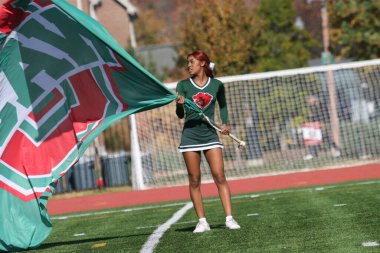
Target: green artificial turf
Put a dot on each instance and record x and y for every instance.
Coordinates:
(330, 218)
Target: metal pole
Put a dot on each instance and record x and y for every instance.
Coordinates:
(330, 75)
(137, 169)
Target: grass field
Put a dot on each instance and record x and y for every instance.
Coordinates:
(330, 218)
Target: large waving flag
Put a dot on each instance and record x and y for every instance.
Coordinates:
(63, 80)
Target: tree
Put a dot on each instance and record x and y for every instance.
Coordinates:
(148, 28)
(354, 28)
(280, 44)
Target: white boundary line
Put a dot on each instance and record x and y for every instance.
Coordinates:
(154, 238)
(254, 195)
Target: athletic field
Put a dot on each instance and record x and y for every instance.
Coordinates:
(341, 217)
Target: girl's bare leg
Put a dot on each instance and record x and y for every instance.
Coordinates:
(193, 164)
(215, 160)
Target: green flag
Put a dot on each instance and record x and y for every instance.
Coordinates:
(63, 80)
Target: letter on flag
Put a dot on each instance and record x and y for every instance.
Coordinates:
(63, 80)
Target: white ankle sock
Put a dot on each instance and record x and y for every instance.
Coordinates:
(202, 219)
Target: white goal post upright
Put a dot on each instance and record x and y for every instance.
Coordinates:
(268, 111)
(137, 169)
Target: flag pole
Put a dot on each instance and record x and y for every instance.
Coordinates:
(137, 169)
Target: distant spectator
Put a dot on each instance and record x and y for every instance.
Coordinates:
(318, 114)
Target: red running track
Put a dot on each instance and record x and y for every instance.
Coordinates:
(255, 184)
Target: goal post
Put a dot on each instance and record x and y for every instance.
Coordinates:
(271, 112)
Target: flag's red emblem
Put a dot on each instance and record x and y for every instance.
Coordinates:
(202, 100)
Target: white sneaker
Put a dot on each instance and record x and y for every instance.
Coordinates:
(201, 227)
(335, 153)
(308, 157)
(232, 224)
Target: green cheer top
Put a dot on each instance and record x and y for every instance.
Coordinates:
(197, 134)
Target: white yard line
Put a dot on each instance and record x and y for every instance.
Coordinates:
(64, 217)
(154, 238)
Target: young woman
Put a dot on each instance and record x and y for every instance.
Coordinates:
(198, 136)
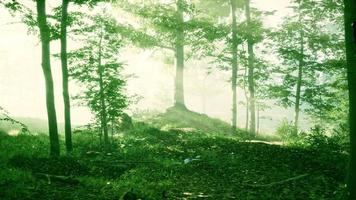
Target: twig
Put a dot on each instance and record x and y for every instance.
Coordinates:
(278, 182)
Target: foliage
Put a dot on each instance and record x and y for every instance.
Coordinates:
(4, 117)
(96, 67)
(151, 162)
(286, 130)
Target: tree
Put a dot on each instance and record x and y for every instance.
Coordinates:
(171, 26)
(251, 58)
(306, 46)
(350, 41)
(65, 81)
(234, 65)
(96, 67)
(46, 67)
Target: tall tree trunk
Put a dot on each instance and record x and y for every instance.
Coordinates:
(64, 62)
(299, 80)
(46, 67)
(179, 79)
(251, 66)
(104, 121)
(234, 66)
(258, 119)
(247, 100)
(350, 38)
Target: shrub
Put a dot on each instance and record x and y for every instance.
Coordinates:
(286, 131)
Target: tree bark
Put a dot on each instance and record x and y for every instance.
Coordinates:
(234, 66)
(104, 124)
(251, 66)
(350, 39)
(179, 79)
(247, 100)
(46, 68)
(258, 119)
(64, 62)
(299, 80)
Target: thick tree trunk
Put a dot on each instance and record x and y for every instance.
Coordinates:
(104, 120)
(46, 67)
(179, 79)
(299, 82)
(350, 38)
(251, 66)
(64, 62)
(234, 66)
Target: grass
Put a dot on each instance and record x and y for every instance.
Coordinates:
(173, 164)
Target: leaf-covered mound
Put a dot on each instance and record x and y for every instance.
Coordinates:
(184, 119)
(155, 164)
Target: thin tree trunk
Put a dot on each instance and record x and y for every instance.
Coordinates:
(234, 66)
(64, 62)
(247, 100)
(179, 79)
(350, 38)
(258, 119)
(251, 82)
(299, 80)
(46, 67)
(104, 124)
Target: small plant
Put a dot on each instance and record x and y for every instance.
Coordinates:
(286, 131)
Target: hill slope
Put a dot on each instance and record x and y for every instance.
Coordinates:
(152, 164)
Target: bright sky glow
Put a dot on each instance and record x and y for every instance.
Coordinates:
(22, 90)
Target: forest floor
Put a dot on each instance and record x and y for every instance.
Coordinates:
(150, 163)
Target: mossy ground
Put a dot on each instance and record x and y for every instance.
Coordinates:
(151, 162)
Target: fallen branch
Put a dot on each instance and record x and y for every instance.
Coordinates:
(54, 178)
(278, 182)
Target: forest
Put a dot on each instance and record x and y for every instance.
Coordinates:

What this task involves = Please transcribe all of the records above exactly, leaving out any pictures.

Written answer =
Target: green artificial turf
Put a dot on each instance and record x and y for every instance.
Coordinates:
(330, 218)
Target: metal pole
Put a dot on each instance and record x and y for every instance.
Coordinates:
(330, 75)
(137, 169)
Target: grass field
Put a dot on each instance and record x and y for every instance.
Coordinates:
(330, 218)
Target: large waving flag
Put a dot on each instance and record x and y for every instance.
Coordinates:
(63, 80)
Target: tree
Put a dot on each instance and record x and y for every instance.
Coordinates:
(148, 28)
(354, 28)
(280, 44)
Target: white boundary line
Put a dot on each instance and record x and y for every instance.
Coordinates:
(154, 238)
(254, 195)
Target: athletic field
Put a dot on each instance and record x and y for every instance.
Coordinates:
(341, 217)
Target: girl's bare leg
Put a dot on each instance and record x and y for every instance.
Coordinates:
(193, 164)
(215, 160)
Target: green flag
Put a dot on each instance and record x and y for every instance.
Coordinates:
(63, 80)
Target: letter on flag
Put a dot on each instance and record x and y for every instance.
Coordinates:
(63, 80)
Target: white ankle sock
Put a dot on each instance and record x and y for every instance.
Coordinates:
(202, 219)
Target: white goal post upright
Put a dot on each instance and record x and y for every instance.
Coordinates:
(268, 111)
(137, 169)
Target: flag pole
Put a dot on each instance and record x and y for every instance.
Coordinates:
(137, 169)
Target: distant spectator
Put a dot on each instance and record x and y for every instance.
Coordinates:
(318, 114)
Target: red running track
Put a dot on each instance and record x and y for every instance.
Coordinates:
(255, 184)
Target: goal post
Put a dot on each instance and record x and y for every instance.
Coordinates:
(271, 112)
Target: flag's red emblem
Put a dot on each instance and record x and y for every instance.
Coordinates:
(202, 100)
Target: white sneaker
Put a dot on each instance and record x and y for every instance.
Coordinates:
(201, 227)
(335, 153)
(308, 157)
(232, 224)
Target: green cheer top
Put a dot on each instance and record x and y for every instance.
Coordinates:
(197, 134)
Target: white yard line
Put a dot on each instance and record x and y for every instance.
Coordinates:
(64, 217)
(154, 238)
Target: young woman
Put a dot on each instance and record x and y for every instance.
Coordinates:
(198, 136)
Target: twig
Put a dot on each instance and record x and y for every instance.
Coordinates:
(278, 182)
Target: foliage
Put a dot on each instance and record x and y for every instance.
Coordinates:
(4, 117)
(96, 67)
(151, 162)
(286, 130)
Target: tree
Put a dot on each instance and record x and y for every instance.
Coordinates:
(171, 26)
(251, 58)
(306, 46)
(350, 41)
(65, 81)
(234, 65)
(96, 67)
(46, 67)
Target: tall tree trunk
Put a dot on each instance and record x and y for every instance.
Coordinates:
(64, 62)
(299, 80)
(46, 67)
(179, 79)
(251, 66)
(104, 121)
(234, 66)
(258, 119)
(247, 100)
(350, 38)
Target: shrub
Put a dot on each instance and record x and y for every instance.
Coordinates:
(286, 131)
Target: tree bark
Put a dot on each instance and record x and y for every instance.
Coordinates:
(234, 66)
(104, 124)
(251, 66)
(350, 39)
(179, 79)
(247, 100)
(46, 68)
(258, 119)
(64, 62)
(299, 80)
Target: thick tree trunk
Put a dot on each instance and record x and y for every instance.
Coordinates:
(104, 120)
(46, 67)
(179, 79)
(299, 82)
(350, 38)
(251, 66)
(64, 62)
(234, 66)
Target: grass
Put a dot on each instance and record x and y for every instance.
Coordinates:
(173, 164)
Target: leaf-covered mound
Put a dot on each instance and record x and y for every instance.
Coordinates:
(184, 119)
(155, 164)
Target: thin tree trunk
Put a dot on each instance and record x and y for every instance.
Coordinates:
(234, 66)
(64, 62)
(247, 100)
(179, 79)
(350, 38)
(258, 119)
(251, 82)
(299, 80)
(46, 67)
(104, 124)
Target: small plant
Put a dot on each instance and record x and y for every instance.
Coordinates:
(286, 131)
Target: hill slope
Put a dot on each instance and record x and y for every instance.
Coordinates:
(152, 164)
Target: bright sky glow
Put a dot on each instance and record x and y for every instance.
Coordinates:
(22, 90)
Target: forest floor
Put a dot on each instance and record x and y for every instance.
Coordinates:
(150, 163)
Target: mossy ground
Put a dot on each instance and record x and y for every instance.
Coordinates:
(151, 162)
Target: fallen branch
Put a dot on each instance and record x and y for every instance.
Coordinates:
(54, 178)
(278, 182)
Target: forest
Put a dot on each instance and record x and y for every instance.
Coordinates:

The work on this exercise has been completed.